TEXTO PROPORCIONADO:
· · · ·

El mal tiene un olor inconfundible

Así como es enormemente difícil definir la verdad, pero muy fácil detectar una mentira, a veces puede resultar difícil definir el bien, pero el mal desprende un olor inconfundible; cualquier niño sabe lo que es el dolor. Por consiguiente, cada vez que causamos dolor a otra persona de manera deliberada, sabemos lo que estamos haciendo. Estamos haciendo el mal. Sin embargo, los tiempos modernos han cambiado todo eso. Han difuminado la clara distinción que hacía la humanidad desde su más tierna infancia, desde el Edén. En algún momento del siglo XIX, no mucho después de que muriera Goethe, entró en la cultura occidental una nueva forma de pensamiento que dejaba de lado el mal, que incluso negaba su existencia. Aquella innovación intelectual se llamaba Ciencia Social. Para los nuevos practicantes de la psicología, la sociología, la antropología y la economía, seguros de sí mismos, exquisitamente racionales, optimistas y totalmente científicos, el mal no tenía importancia. En realidad, tampoco la tenía el bien. Todavía hoy, algunos especialistas en ciencias sociales, sencillamente, no hablan del bien ni del mal. Para ellos, todas las razones y acciones humanas son consecuencia de las circunstancias, que muchas veces se escapan a nuestro control. "Los demonios", decía Freud, "no existen, del mismo modo que no existen los dioses; no son más que productos de la actividad psíquica del hombre". Estamos dominados por nuestro entorno social. Desde hace unos 100 años nos dicen que sólo nos mueve el interés económico, que somos meros productos de nuestras culturas étnicas, que no somos más que marionetas de nuestros propios subconscientes.

Los libros que nos hacen imaginar al otro son un antídoto contra el fanatismo y el odio

En otras palabras, las ciencias sociales modernas fueron el primer intento serio de eliminar el bien y el mal del escenario humano. Por primera vez en su larga historia, ambos quedaron abolidos por la idea de que las circunstancias son siempre las responsables de las decisiones humanas, las acciones humanas y, sobre todo, el sufrimiento humano. La culpa es de la sociedad. La culpa es de una niñez difícil. La culpa es de la política. El colonialismo. El imperialismo. El sionismo. La globalización. Así comenzó el gran campeonato mundial del victimismo.

· · · ·

LISTA DE DATOS:
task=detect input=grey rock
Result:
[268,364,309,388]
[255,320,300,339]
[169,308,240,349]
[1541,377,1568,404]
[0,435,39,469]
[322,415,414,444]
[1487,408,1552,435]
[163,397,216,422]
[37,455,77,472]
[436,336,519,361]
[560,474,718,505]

· · · ·

PROBLEMA PLANTEADO:
De acuerdo con el texto proporcionado, ¿por qué sabemos lo que estamos haciendo cada vez que causamos dolor a otra persona de manera deliberada? Explícalo en una a tres oraciones.

RESULTADO DEL EJERCICIO:
Porque, aunque a veces cueste definir el bien, el mal desprende un olor inconfundible y cualquier niño sabe lo que es el dolor. Por eso, al causar dolor deliberadamente a otra persona, sabemos que estamos haciendo el mal.